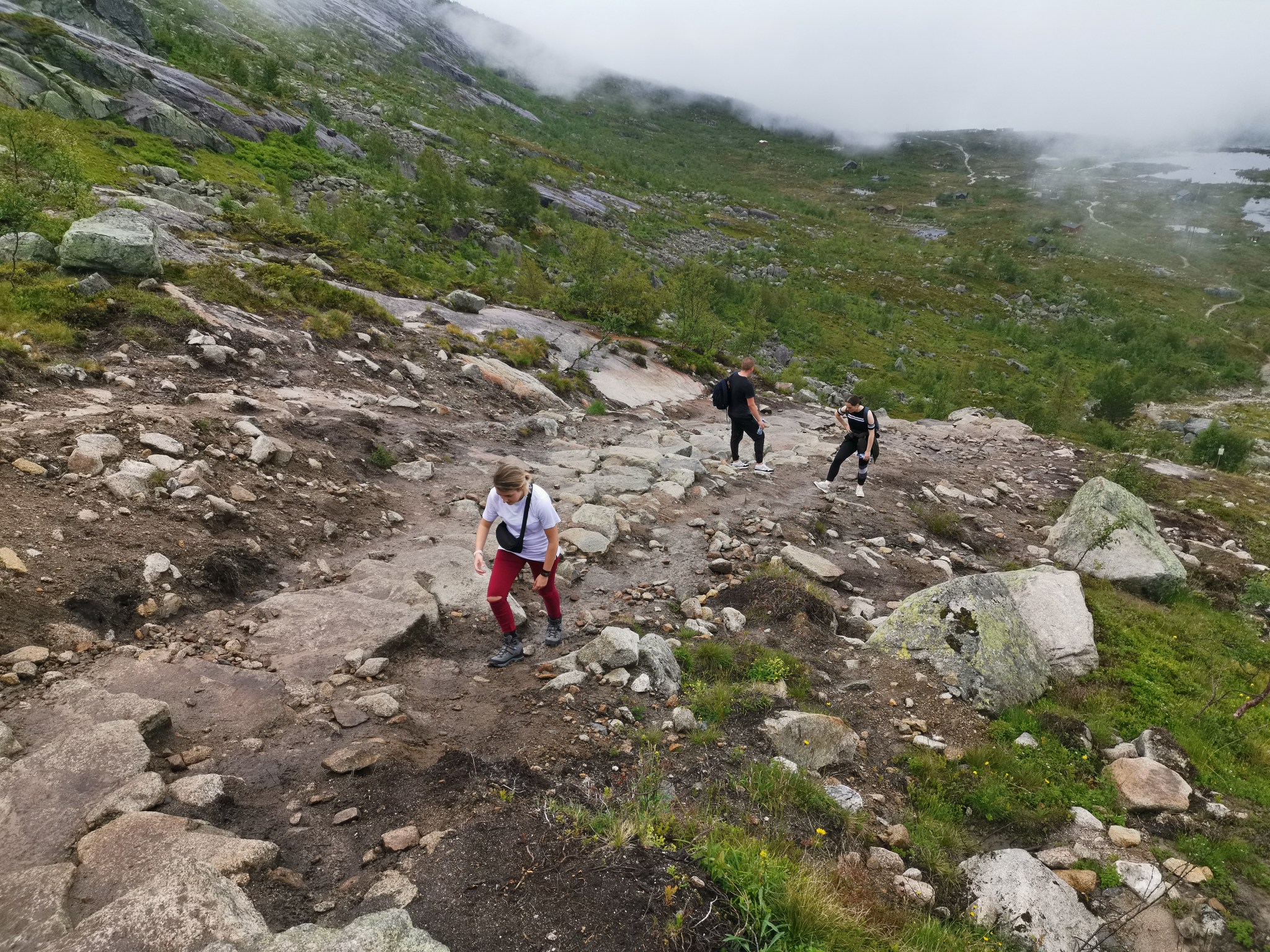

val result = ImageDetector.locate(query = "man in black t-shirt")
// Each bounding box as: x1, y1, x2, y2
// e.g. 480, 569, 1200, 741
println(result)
728, 356, 772, 472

* * *

■ What the exercise asks
Lay out each line of the rows above as a numbered list, skipping blank lines. Leave the picture out of your answer.

■ Answer to the exercise
1. val result = ImageDetector.locate(query = "man in black t-shirt")
2. // Each bounding box as: x1, y1, x2, y2
3. // e.g. 480, 569, 1200, 741
4. println(result)
5. 728, 356, 772, 472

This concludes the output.